(Data entries)
___

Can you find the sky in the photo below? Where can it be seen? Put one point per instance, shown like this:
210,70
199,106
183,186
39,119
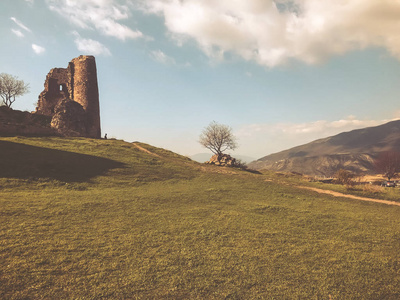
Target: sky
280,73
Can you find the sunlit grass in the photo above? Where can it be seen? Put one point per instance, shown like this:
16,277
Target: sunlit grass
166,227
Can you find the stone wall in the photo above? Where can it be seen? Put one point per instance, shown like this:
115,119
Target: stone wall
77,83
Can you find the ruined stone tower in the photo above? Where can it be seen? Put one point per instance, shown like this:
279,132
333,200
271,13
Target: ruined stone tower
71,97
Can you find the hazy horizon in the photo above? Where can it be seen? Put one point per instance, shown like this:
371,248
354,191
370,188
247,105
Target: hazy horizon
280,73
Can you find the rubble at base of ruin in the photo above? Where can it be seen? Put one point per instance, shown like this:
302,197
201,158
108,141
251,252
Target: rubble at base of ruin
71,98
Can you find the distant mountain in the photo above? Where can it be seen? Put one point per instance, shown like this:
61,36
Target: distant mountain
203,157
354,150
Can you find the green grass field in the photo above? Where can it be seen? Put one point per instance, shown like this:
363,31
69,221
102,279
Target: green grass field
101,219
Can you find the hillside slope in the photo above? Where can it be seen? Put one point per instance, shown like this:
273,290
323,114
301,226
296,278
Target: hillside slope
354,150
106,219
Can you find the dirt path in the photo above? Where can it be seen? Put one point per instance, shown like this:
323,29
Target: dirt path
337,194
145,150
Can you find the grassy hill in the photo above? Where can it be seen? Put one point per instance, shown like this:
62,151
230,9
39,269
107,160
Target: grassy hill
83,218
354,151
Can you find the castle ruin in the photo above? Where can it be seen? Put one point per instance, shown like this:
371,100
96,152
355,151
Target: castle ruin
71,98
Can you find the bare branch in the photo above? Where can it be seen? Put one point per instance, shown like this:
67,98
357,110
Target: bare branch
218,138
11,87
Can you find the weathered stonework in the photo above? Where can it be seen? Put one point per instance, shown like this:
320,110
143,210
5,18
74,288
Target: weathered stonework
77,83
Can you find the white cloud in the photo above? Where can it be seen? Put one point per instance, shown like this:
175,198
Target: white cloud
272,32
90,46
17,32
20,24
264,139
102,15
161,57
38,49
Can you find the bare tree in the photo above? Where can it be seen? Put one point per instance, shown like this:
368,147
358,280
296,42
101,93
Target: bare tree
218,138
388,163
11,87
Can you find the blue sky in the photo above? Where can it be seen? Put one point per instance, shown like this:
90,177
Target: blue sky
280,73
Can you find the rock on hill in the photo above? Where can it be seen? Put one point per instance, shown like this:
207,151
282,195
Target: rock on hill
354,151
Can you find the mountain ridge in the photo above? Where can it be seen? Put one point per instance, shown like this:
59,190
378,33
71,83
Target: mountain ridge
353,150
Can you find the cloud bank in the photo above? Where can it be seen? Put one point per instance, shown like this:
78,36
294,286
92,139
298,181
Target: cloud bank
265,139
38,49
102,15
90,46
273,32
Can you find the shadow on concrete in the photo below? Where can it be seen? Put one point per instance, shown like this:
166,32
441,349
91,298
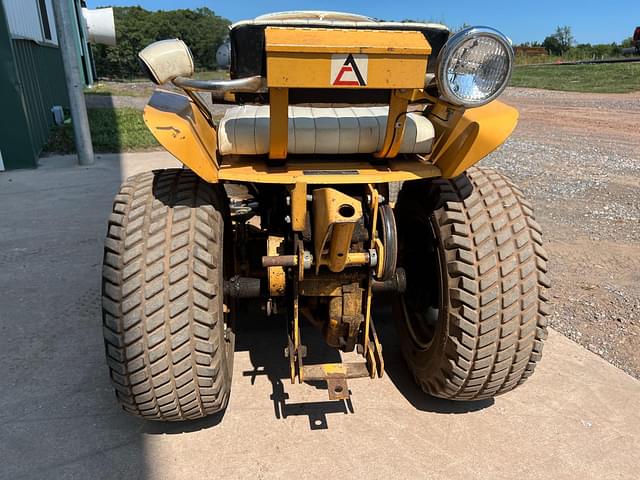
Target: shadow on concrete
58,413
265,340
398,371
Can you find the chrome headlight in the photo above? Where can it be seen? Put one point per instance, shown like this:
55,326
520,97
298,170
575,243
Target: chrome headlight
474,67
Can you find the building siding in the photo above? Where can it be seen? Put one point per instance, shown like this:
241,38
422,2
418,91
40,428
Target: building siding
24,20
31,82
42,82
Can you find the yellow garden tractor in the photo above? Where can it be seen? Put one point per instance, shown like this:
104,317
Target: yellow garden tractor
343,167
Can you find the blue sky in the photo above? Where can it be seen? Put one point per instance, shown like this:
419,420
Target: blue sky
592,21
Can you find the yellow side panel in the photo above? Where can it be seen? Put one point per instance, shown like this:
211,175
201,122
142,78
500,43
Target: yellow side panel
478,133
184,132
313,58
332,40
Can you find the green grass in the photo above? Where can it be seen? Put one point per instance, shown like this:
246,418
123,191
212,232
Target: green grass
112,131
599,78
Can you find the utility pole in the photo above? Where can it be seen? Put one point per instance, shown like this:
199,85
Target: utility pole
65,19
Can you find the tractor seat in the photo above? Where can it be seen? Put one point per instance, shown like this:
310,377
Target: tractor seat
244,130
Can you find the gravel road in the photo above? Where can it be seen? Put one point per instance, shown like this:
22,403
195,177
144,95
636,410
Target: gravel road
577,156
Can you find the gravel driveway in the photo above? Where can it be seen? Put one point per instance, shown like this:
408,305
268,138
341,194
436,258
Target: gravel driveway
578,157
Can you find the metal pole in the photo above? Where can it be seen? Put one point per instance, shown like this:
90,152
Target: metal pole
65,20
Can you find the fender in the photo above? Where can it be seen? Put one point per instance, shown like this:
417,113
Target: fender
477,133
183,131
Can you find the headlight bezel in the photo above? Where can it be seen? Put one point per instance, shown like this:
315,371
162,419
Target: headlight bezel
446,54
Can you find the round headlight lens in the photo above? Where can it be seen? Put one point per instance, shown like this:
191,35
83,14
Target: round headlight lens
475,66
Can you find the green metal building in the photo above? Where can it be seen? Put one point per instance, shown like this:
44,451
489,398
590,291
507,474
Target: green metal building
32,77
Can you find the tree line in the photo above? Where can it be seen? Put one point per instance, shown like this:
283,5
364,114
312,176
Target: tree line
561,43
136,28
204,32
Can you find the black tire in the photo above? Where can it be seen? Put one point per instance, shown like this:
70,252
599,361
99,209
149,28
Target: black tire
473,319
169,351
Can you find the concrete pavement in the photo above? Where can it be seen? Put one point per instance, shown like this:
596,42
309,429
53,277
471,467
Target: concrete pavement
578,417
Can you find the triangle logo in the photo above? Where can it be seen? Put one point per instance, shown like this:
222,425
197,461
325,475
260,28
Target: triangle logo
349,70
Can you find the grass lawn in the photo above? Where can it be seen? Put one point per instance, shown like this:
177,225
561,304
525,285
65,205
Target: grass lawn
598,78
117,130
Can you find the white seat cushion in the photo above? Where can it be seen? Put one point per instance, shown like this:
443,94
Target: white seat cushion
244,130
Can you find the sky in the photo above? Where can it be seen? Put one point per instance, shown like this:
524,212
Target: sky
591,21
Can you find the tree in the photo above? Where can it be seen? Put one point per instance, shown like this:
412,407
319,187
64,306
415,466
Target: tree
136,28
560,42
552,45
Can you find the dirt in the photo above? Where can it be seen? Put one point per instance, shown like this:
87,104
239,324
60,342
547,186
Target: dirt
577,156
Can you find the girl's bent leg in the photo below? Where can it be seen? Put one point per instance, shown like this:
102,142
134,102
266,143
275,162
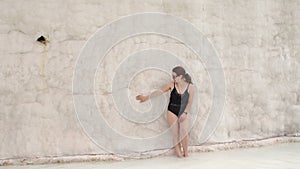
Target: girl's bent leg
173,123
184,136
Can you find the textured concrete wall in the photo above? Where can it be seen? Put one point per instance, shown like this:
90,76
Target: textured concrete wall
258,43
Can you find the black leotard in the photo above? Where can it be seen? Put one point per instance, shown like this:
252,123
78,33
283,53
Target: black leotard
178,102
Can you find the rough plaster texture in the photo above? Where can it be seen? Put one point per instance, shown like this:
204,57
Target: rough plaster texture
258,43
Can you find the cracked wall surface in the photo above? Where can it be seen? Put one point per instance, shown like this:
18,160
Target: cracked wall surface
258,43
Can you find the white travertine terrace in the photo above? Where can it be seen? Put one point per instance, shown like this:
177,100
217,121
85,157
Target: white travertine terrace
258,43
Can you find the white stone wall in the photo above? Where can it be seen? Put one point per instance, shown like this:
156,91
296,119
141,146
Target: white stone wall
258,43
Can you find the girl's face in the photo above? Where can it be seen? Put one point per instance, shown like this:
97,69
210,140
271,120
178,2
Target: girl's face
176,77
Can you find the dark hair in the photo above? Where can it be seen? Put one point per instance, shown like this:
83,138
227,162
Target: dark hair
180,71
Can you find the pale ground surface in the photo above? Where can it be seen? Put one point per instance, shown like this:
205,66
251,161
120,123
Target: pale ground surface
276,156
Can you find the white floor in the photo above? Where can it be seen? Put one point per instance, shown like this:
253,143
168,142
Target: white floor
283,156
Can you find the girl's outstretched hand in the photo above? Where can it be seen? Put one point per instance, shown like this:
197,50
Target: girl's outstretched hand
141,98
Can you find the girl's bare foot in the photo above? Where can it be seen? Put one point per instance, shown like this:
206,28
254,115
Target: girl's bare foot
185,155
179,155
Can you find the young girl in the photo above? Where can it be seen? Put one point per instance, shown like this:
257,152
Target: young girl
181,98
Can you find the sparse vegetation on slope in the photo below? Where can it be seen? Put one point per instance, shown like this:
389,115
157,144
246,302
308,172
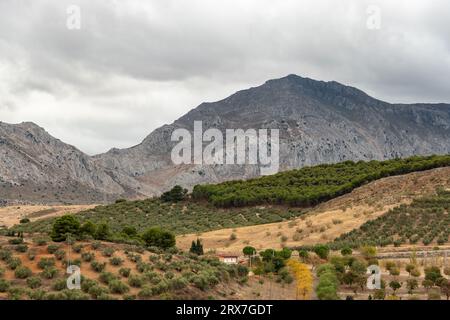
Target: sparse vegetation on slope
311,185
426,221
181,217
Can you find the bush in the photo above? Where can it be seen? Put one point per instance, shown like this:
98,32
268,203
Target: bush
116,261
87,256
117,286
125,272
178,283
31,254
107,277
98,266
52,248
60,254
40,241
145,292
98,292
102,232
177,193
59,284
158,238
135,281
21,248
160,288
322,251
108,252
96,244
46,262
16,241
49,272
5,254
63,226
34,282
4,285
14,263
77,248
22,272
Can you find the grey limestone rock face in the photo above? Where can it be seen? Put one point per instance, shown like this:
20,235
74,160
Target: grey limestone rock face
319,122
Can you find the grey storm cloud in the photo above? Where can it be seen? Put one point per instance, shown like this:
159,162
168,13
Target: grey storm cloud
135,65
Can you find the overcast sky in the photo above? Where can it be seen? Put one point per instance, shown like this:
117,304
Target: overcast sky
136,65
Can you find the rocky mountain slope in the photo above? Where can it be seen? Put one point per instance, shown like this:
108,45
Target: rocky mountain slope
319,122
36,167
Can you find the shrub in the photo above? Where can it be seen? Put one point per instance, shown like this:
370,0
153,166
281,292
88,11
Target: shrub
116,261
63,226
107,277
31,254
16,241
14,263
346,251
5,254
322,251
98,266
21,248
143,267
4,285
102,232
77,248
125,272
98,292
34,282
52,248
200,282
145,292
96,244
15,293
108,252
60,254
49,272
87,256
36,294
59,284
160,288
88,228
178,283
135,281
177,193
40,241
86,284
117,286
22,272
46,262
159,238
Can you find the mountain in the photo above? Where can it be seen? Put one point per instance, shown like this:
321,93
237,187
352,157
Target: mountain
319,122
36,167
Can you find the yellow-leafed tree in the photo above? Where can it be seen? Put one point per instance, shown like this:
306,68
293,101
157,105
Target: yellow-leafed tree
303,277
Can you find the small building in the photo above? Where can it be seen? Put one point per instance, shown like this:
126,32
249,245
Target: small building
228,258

___

» What you will do
From the line holding "Can you find the bush" to the last line of the records, quote each line exactly and add nothing.

» Solution for this exercise
Can you find the bush in the photo above? Where can it be seen? Put one point per instance, shown like this:
98,32
268,203
Target: bush
116,261
87,256
117,286
125,272
178,283
31,254
107,277
98,266
52,248
60,254
40,241
145,292
98,292
102,232
177,193
59,284
158,238
135,281
21,248
160,288
322,251
108,252
96,244
46,262
16,241
49,272
5,254
63,226
34,282
4,285
14,263
77,248
22,272
Can you find the grey limestone rock face in the photo above? Where can it be seen? Put one point per instance, shown like this:
20,235
74,160
Target: grey limestone rock face
319,122
Can you find the grey storm cloud in the photo above? Where can it be seen? Put one point per instance, shown like this:
159,162
168,13
Target: grey storm cloud
135,65
Can you find the overcast sky in the photo above? Where can it be seen? Put one point per instance, shown like this:
117,304
Target: overcast sky
136,65
Can you find the rocky mountain slope in the photo above? Where can it be seen? Put one point per instance, shown like this:
108,45
Target: rocky mountain slope
319,122
36,167
Can you find the shrub in the photo above? Where can it be seen? Put one point per instance, shown like this:
370,0
153,166
281,292
88,11
Target: shrub
116,261
63,226
107,277
31,254
16,241
14,263
346,251
5,254
322,251
98,266
21,248
143,267
4,285
102,232
77,248
125,272
98,292
34,282
52,248
200,282
145,292
96,244
15,293
108,252
60,254
49,272
87,256
36,294
59,284
160,288
88,228
178,283
135,281
177,193
40,241
86,284
117,286
22,272
46,262
159,238
Can you find the mountain in the photo above? Where can it be seen? Put one point per instance, shown like this:
321,93
237,187
352,157
Target: mountain
319,122
36,167
Can you find the yellow-leafed tree in the photo above? Where can it be seen? Put one point per instance, shown like this:
306,68
293,101
157,105
Target: yellow-leafed tree
303,277
Can you find the small building in the photo above? Where can it be seen? Put one point per instance, shown like this:
126,32
249,245
Target: small building
228,258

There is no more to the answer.